PROMPT:
Print the data in full, exactly as it reads.

SUPPLIED INFORMATION:
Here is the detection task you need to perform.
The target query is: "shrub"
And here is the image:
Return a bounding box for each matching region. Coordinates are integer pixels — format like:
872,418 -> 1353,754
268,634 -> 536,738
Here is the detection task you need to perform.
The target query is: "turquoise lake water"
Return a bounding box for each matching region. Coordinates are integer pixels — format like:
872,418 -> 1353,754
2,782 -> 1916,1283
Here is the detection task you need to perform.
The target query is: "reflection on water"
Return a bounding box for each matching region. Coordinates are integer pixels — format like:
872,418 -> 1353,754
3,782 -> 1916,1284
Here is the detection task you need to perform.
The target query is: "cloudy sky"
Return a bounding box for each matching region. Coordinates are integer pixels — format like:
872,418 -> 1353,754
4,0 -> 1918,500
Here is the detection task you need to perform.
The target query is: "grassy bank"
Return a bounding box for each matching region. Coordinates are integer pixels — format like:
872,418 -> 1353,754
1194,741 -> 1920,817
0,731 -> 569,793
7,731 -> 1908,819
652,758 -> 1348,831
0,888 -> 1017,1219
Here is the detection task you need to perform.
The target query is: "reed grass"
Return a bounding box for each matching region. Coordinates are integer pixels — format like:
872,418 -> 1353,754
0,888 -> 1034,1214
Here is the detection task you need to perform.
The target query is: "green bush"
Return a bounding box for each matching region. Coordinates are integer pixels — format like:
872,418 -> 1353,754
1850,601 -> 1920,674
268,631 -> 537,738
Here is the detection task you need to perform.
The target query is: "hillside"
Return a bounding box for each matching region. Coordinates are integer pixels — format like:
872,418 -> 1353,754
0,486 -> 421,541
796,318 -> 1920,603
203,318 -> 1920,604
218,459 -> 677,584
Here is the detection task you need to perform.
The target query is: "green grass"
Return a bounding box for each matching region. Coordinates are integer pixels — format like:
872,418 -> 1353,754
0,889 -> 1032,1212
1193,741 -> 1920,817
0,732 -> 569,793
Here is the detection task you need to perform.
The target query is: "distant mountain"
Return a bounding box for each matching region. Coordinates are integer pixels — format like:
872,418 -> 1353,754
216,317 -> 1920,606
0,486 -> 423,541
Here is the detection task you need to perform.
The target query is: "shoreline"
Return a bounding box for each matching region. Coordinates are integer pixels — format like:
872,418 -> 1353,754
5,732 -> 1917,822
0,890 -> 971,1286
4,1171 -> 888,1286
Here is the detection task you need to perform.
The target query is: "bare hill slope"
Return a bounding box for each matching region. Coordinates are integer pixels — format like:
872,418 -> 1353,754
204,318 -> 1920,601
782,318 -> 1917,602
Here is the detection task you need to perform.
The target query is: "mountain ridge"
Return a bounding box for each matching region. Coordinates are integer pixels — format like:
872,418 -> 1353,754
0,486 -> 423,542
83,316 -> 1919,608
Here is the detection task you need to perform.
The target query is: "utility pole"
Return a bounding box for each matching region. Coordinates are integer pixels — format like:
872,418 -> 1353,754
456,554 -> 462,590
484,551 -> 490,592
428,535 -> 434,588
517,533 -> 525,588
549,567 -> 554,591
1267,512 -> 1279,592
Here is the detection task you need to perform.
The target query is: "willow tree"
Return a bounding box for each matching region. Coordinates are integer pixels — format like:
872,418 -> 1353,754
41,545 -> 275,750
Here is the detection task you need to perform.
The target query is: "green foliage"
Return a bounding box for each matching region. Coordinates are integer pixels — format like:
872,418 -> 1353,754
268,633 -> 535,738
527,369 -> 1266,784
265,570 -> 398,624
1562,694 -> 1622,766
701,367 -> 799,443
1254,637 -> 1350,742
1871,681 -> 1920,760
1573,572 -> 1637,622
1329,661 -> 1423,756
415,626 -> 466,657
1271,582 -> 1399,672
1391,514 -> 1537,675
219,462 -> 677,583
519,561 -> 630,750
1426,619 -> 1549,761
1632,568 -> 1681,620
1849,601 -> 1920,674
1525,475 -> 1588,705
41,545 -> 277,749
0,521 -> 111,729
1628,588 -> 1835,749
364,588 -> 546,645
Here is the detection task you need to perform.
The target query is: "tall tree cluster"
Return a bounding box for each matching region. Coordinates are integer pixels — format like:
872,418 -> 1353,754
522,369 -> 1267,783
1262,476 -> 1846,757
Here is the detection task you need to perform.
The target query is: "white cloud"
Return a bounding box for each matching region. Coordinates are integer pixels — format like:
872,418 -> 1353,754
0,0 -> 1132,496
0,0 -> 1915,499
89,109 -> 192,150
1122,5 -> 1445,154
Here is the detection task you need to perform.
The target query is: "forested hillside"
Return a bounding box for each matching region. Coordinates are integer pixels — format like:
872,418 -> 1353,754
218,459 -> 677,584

SOLVED PROBLEM:
Here is the detection task you need to perform.
The target query is: "shrub"
And here is the image:
Return a bounding box for each matching region. Coordinates are integer pixels — format like:
872,418 -> 1353,754
268,634 -> 536,738
Here is the detection task you need to perform.
The target query is: "turquoise lake water"
Return a bounding box for each matching region. Coordinates are integer pixels — format like:
872,418 -> 1353,754
2,782 -> 1916,1283
Here is the detection task you need to perform.
The target query is: "reflection on water"
Return a bounding box for each matching region. Coordinates are integer pixels — format like:
872,418 -> 1353,754
3,782 -> 1916,1284
Here is the detection task you need to perform.
The target query is: "cloudy sky"
Return a bounding box for each matching region. Coordinates are integer pixels — format like:
872,418 -> 1353,754
4,0 -> 1918,500
Here is the detection task you need to perform.
The target query is: "grassy bank"
Return a bounding box for each matching region. Coordinates are integer pixels — format like:
872,418 -> 1353,754
1194,741 -> 1920,817
0,731 -> 569,793
7,731 -> 1908,819
652,758 -> 1348,831
0,888 -> 1017,1219
Here is the detection task you need to perform.
The target query is: "reed grass"
Return a bounding box for each matching region. Coordinates are integer pixels — format like:
872,418 -> 1353,754
0,888 -> 1034,1214
Here is the detection task you need to perform.
The target query is: "green bush"
Return a bounding box for each matching region. Coordinates are integer pixels — format like:
872,418 -> 1353,754
1850,601 -> 1920,674
268,631 -> 537,738
Here is the detection task you need to perform.
The target query is: "hillside"
Return a bounding box for each matching region. Coordinates are integer pixels — format like:
872,418 -> 1353,754
0,486 -> 421,541
796,318 -> 1920,603
203,318 -> 1920,604
218,459 -> 677,584
Here is the detection task you need to perform.
The target query is: "green grass"
Return a bounding box for each matching region. Coordinates are integer pixels — format like:
872,418 -> 1353,754
0,889 -> 1032,1212
1193,741 -> 1920,817
0,732 -> 569,793
Here is the detection task you need to perform.
The target query is: "distant mountain"
Return a bounding box for each matching region. Coordinates are integer pixels — format like:
872,418 -> 1353,754
216,317 -> 1920,606
0,486 -> 423,541
Here is the detection task you need to perform.
The target query is: "shoreline"
Return a bounding box for each matching region. Coordinates are integer pixels — format like:
872,418 -> 1353,754
5,732 -> 1917,822
0,890 -> 971,1286
4,1171 -> 888,1286
Here is the detection task you need to perform.
The target query is: "bare hill slope"
Return a bounding box for each matching region. Coordinates are integer pixels — format like:
872,418 -> 1353,754
204,318 -> 1920,601
782,318 -> 1917,602
Here is the detection task you need to perform.
The target query is: "mountain ridge"
Return a bounding box for each matching region. Coordinates are integer pixels — format like:
872,418 -> 1353,754
0,486 -> 423,542
83,316 -> 1919,608
Here is the detection task you need to perform.
The target query is: "utility pole"
Return a bounding box for each matching region. Coordinates are integer pixels — format like:
872,418 -> 1353,754
456,554 -> 462,590
484,551 -> 490,592
428,535 -> 434,588
517,533 -> 525,588
549,567 -> 554,591
1267,512 -> 1279,592
Here is the detection task you need to perform.
The target query is: "willow tree"
Return a bounding box for each matching region. Coordinates are integer pixels — format like:
872,418 -> 1353,754
41,545 -> 275,750
Here is the detection task you need to perform.
The target query is: "green foliage"
Return a bounding box for each matching region. Coordinates are integer pixels — format like:
872,418 -> 1353,754
268,633 -> 535,738
527,369 -> 1266,784
265,570 -> 398,624
1562,694 -> 1622,766
701,367 -> 799,443
1254,637 -> 1350,742
1871,681 -> 1920,760
1573,572 -> 1637,622
1329,661 -> 1423,756
415,626 -> 466,657
1271,582 -> 1399,672
1391,514 -> 1537,675
219,462 -> 677,583
519,561 -> 630,750
1426,619 -> 1549,761
1632,568 -> 1681,620
1849,601 -> 1920,674
1525,475 -> 1588,705
41,545 -> 277,749
0,521 -> 111,729
1628,588 -> 1835,749
364,588 -> 546,645
Here is the detection task you need to perform.
The target query is: "tall tree cluster"
Return a bounding box for each matching region. Coordinates are integer pixels — format like:
872,418 -> 1353,754
522,369 -> 1267,783
1262,476 -> 1846,757
Here is the detection task you need to perform.
The target query is: "white cloud"
Return a bounding box for each matching region. Coordinates are integer pixels — format like:
872,418 -> 1353,754
0,0 -> 1132,496
0,0 -> 1915,499
89,109 -> 192,150
1122,5 -> 1445,154
Here is the detection task you need to perform.
The target query is: "forested hillside"
Return a bounding box for each matching region. Coordinates are integer pixels — format like:
872,418 -> 1353,754
218,459 -> 677,584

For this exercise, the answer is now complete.